EXERCISE DATA
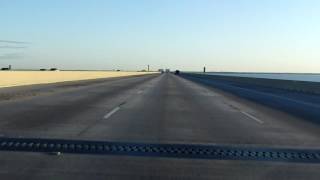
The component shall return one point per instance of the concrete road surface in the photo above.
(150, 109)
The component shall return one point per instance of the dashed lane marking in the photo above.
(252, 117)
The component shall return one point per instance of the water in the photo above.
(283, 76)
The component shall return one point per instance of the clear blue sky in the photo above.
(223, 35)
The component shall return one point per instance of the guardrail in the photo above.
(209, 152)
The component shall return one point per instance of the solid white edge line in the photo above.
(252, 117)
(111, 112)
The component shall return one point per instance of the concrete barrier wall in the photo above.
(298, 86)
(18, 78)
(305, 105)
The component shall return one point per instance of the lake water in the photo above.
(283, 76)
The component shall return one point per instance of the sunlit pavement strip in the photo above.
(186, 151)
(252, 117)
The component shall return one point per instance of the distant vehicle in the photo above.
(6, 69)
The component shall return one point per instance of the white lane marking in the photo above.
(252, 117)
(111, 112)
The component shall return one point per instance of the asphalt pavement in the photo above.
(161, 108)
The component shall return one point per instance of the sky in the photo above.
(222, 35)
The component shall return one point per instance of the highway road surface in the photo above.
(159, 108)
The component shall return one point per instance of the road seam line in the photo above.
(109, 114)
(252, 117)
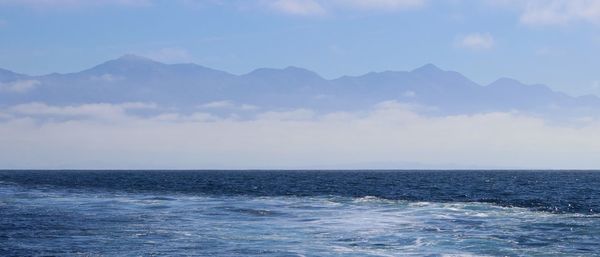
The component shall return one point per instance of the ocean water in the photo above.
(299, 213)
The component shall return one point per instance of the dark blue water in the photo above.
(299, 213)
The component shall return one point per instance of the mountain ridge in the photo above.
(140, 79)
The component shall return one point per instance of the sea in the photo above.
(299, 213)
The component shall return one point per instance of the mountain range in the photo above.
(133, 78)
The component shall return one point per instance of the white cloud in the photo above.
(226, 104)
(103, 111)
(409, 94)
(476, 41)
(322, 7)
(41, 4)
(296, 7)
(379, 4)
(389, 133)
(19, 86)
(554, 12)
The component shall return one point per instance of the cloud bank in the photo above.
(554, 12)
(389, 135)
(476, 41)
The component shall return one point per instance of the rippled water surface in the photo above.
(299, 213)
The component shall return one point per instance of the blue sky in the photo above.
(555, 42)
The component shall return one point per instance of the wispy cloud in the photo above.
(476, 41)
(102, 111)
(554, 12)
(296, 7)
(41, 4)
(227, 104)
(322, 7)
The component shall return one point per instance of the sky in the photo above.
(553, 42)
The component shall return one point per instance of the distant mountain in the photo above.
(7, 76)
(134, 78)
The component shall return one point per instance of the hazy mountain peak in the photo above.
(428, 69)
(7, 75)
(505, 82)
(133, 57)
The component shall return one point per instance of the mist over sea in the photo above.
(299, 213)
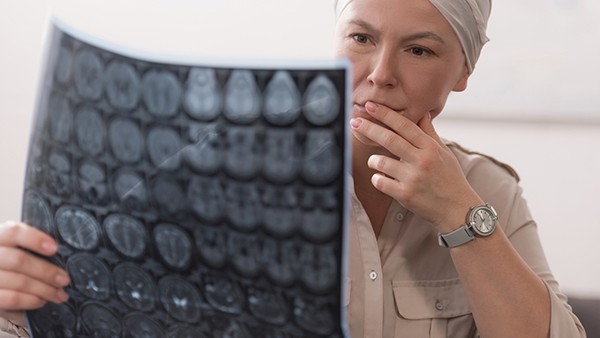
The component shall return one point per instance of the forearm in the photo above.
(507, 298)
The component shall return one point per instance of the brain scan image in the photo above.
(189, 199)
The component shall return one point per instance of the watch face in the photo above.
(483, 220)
* * *
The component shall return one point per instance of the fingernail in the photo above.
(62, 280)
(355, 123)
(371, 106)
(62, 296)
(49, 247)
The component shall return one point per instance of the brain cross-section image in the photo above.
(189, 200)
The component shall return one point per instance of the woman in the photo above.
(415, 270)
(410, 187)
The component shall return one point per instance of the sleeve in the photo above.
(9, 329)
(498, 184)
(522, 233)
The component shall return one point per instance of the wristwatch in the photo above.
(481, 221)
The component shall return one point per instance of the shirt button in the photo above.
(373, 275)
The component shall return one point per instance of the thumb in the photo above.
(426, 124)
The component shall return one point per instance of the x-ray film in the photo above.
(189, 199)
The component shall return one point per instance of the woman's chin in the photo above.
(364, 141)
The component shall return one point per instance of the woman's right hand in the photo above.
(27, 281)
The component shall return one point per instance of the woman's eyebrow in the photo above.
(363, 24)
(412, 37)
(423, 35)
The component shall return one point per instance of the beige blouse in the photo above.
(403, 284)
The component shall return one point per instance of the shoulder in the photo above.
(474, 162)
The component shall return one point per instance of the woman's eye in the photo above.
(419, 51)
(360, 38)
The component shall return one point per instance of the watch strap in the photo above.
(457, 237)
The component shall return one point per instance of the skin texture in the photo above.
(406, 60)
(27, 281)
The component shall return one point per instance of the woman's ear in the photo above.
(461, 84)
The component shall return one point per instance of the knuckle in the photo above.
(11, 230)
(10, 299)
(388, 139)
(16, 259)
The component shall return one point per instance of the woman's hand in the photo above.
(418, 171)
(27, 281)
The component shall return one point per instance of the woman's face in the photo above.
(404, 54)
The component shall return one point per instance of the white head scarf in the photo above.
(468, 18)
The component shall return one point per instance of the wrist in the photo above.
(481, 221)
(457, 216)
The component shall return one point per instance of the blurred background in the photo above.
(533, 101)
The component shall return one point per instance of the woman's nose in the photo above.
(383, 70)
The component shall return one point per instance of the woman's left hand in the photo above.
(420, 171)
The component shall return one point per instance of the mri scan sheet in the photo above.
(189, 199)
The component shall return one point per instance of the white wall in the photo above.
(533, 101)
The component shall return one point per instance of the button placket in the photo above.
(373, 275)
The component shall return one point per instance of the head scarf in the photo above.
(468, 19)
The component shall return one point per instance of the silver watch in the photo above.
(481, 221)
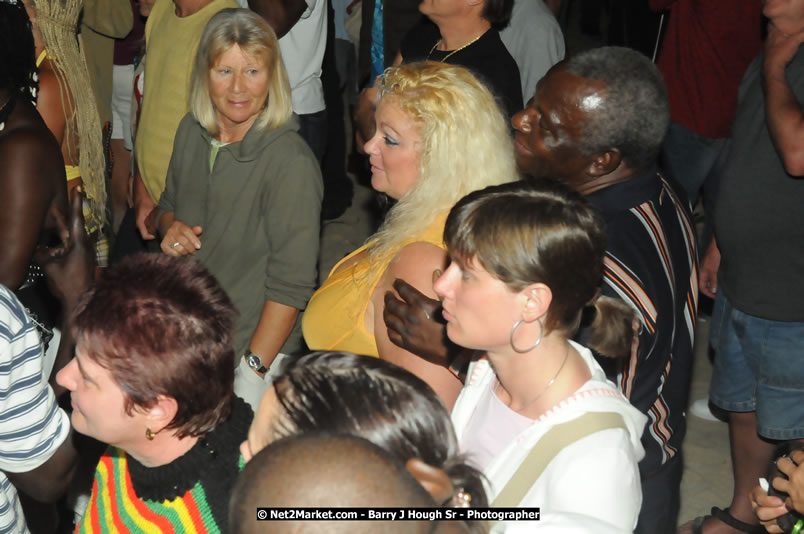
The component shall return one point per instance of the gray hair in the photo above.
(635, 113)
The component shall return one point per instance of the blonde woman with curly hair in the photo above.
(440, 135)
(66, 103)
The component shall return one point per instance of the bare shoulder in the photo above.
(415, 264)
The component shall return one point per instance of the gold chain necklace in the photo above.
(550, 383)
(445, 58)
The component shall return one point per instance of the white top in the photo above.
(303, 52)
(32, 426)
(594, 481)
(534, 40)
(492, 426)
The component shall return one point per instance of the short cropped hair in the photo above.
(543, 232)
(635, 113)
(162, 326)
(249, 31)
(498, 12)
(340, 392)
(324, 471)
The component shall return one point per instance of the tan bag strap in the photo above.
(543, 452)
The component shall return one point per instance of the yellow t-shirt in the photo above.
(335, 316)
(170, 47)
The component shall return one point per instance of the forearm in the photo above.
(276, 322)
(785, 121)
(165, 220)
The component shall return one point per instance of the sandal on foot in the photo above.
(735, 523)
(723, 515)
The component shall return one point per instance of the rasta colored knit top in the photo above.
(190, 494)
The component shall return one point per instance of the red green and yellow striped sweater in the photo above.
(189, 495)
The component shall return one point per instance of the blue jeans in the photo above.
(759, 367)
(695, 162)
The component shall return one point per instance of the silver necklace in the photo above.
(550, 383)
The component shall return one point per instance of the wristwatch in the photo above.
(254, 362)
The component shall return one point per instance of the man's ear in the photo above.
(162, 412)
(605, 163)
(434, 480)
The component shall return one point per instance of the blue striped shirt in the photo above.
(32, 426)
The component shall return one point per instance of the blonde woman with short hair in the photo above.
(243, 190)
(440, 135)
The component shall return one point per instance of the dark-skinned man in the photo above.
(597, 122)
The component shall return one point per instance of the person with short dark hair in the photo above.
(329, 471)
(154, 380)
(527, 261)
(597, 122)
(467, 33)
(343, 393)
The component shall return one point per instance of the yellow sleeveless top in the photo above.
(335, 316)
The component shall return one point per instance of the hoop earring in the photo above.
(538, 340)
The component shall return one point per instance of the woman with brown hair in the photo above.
==
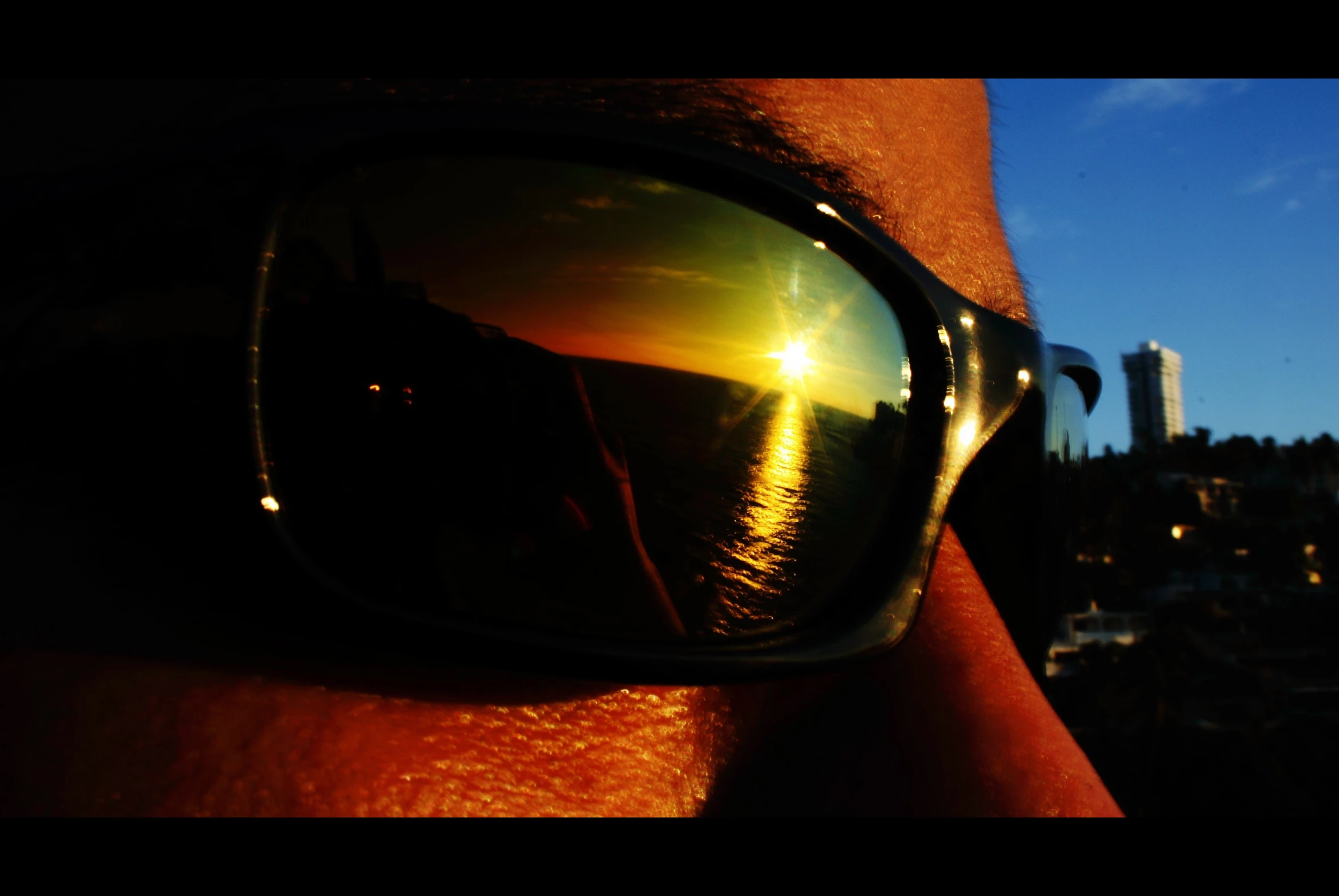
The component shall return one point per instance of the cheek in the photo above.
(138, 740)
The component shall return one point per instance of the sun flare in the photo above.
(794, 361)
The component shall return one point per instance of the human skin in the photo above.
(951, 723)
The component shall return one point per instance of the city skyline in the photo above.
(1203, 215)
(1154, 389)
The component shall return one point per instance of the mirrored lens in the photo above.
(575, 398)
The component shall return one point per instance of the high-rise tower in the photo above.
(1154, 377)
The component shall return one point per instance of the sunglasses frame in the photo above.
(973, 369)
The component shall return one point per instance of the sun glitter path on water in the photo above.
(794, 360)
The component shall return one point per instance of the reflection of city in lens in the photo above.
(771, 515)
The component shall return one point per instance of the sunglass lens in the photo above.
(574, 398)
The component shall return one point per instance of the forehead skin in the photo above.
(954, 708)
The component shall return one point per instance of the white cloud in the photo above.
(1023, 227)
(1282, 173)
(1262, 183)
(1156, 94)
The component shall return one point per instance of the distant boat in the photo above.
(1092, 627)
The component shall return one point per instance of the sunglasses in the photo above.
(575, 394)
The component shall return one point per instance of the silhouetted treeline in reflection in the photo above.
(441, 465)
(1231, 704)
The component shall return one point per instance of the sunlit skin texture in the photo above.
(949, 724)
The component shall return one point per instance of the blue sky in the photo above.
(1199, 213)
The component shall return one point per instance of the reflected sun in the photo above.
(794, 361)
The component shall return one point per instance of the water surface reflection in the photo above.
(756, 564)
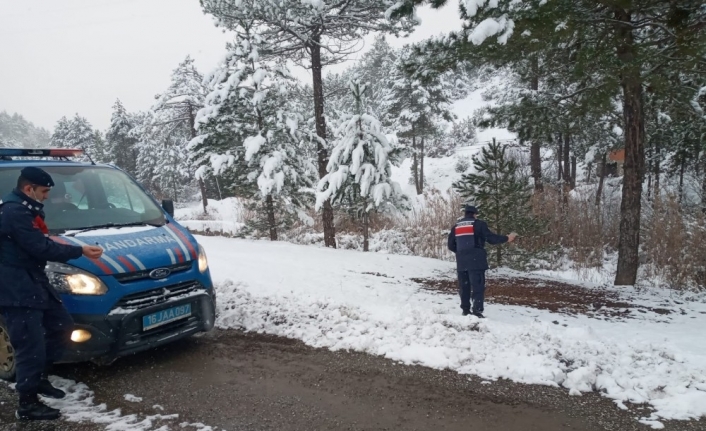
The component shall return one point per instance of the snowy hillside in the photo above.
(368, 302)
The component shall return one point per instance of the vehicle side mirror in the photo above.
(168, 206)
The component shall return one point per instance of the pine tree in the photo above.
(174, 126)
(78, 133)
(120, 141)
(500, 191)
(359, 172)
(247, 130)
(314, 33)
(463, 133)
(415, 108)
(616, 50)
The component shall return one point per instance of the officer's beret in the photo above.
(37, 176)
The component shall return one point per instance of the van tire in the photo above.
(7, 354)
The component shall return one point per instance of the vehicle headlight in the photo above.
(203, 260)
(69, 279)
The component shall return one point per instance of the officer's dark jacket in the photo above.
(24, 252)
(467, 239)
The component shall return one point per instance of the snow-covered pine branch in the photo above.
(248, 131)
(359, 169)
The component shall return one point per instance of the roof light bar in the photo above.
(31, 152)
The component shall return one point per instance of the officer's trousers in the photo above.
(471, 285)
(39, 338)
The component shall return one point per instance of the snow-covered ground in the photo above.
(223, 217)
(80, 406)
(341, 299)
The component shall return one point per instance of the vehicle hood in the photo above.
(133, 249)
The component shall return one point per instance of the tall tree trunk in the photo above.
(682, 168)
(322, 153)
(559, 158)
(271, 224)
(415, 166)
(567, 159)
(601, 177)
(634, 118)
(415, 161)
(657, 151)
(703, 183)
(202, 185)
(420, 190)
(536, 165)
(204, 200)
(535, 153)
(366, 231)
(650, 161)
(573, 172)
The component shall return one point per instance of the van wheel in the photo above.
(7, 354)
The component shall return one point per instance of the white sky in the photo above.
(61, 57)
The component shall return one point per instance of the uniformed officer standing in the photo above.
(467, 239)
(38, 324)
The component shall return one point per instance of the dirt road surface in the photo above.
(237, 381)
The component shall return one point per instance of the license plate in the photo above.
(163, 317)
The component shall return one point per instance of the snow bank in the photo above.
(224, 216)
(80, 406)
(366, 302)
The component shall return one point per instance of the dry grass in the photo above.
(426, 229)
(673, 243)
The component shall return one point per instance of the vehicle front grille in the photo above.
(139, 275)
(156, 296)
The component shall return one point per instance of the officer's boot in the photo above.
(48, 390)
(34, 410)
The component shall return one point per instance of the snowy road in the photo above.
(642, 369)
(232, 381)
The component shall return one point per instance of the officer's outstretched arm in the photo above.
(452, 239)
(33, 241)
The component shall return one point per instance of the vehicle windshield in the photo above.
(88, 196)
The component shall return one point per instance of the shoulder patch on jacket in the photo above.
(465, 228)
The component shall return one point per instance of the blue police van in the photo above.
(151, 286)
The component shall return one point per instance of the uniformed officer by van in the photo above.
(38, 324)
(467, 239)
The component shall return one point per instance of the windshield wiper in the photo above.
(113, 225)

THE EXERCISE
Report every line of the data above that contains the string "necklace". Case counts.

EXPECTED ANSWER
The component shall return one point per instance of the gold chain necklace in the photo above.
The component shall return one point per instance of the silver necklace in the photo above.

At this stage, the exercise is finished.